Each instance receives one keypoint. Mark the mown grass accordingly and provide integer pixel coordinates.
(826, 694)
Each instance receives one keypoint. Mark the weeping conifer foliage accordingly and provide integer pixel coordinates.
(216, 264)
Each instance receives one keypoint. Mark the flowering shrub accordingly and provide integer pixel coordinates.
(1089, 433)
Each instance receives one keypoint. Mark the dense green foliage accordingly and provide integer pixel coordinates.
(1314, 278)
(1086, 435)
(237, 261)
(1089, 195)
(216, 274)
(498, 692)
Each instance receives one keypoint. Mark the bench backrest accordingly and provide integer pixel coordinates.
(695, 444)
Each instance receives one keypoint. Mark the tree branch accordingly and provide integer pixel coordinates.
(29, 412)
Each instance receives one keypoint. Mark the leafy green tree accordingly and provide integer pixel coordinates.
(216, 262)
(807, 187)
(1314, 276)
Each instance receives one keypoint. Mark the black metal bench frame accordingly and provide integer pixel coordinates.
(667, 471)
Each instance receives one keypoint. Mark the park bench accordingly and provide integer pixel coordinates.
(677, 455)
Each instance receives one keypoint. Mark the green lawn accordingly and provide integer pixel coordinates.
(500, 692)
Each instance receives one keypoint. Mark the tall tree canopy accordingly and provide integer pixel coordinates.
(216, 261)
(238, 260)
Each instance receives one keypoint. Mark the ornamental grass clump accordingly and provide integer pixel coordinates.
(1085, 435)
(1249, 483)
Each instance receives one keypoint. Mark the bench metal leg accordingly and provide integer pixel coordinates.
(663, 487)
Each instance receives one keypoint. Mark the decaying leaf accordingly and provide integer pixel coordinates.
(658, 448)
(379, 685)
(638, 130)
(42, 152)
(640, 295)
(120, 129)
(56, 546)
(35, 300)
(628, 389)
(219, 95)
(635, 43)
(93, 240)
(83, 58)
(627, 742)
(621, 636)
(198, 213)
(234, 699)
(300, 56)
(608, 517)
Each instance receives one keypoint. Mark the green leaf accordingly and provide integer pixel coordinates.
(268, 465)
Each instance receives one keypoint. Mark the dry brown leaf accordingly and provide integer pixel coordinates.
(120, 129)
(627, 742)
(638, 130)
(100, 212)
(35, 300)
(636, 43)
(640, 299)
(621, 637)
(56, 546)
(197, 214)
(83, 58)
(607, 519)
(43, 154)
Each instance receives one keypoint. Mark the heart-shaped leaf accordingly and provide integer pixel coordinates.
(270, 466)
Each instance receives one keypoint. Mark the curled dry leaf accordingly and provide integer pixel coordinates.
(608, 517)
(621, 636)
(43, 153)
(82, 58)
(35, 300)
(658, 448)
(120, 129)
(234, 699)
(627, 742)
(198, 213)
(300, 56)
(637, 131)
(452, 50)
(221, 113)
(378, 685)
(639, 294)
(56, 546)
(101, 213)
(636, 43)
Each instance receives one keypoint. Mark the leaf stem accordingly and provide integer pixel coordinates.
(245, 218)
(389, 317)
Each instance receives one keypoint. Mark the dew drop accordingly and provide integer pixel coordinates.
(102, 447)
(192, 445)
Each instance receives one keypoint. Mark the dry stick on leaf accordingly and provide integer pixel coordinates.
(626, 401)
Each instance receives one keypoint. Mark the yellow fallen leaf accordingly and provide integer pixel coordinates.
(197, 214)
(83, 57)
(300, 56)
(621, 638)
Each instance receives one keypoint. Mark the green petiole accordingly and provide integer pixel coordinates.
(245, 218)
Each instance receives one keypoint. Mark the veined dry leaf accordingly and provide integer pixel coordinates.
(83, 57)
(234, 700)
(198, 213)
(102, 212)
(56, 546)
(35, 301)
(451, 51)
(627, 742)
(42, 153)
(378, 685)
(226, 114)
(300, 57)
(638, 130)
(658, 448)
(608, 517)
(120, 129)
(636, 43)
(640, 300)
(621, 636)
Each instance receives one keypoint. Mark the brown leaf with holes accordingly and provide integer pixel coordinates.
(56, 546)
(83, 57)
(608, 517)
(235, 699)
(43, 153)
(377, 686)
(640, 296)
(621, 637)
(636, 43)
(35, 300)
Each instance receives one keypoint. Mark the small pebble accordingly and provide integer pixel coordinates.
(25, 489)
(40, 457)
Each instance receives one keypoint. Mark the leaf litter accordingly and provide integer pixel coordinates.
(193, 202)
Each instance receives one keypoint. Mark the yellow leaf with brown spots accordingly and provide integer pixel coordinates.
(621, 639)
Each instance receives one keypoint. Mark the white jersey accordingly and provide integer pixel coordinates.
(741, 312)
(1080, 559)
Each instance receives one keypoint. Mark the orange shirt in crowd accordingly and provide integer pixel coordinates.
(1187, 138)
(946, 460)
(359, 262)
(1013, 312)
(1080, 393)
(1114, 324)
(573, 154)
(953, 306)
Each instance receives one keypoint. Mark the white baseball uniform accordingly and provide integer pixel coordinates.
|---|
_TASK DIRECTIONS_
Return the lines from the one containing "Each instance receives one keypoint. Mark the veined" through the last line of the records. Include both ends and nothing else.

_EXPECTED OUTPUT_
Each instance receives one keypoint. Mark the veined dry leaf accordingly and provide integer pixel coordinates.
(83, 57)
(234, 700)
(198, 213)
(102, 212)
(56, 546)
(35, 301)
(451, 51)
(627, 742)
(42, 153)
(378, 685)
(226, 114)
(300, 57)
(638, 130)
(658, 448)
(608, 517)
(120, 129)
(636, 43)
(640, 300)
(621, 636)
Each instance receives one keypoint. Mark the brown leaf with holes accordingly and provide integer pixel coordinates.
(56, 546)
(83, 57)
(608, 517)
(235, 699)
(43, 153)
(377, 686)
(640, 296)
(621, 637)
(636, 43)
(35, 300)
Each instance receives one keypoint. Mark the small pebble accordingly and provide integer pixel coordinates.
(25, 489)
(40, 457)
Each instance receives one keypoint. Mark the leaf litter accordingly and provide integer pixel coordinates.
(193, 202)
Each instance receives one keypoint. Mark the yellow leaf with brown spots accordingly and provide integer pixel coordinates.
(621, 639)
Each instance receives one keypoint. Mark the white jersey accordingly and provide integer pixel coordinates.
(741, 312)
(1080, 559)
Each instance receives one keypoint. Mark the orange shirt in crowd accordingly and provide integer pixel coordinates.
(1187, 138)
(946, 460)
(359, 262)
(1013, 312)
(1080, 393)
(1114, 324)
(573, 154)
(953, 306)
Each instance receives one keypoint. Mark the white baseball uniform accordingly and provide integer pixel coordinates.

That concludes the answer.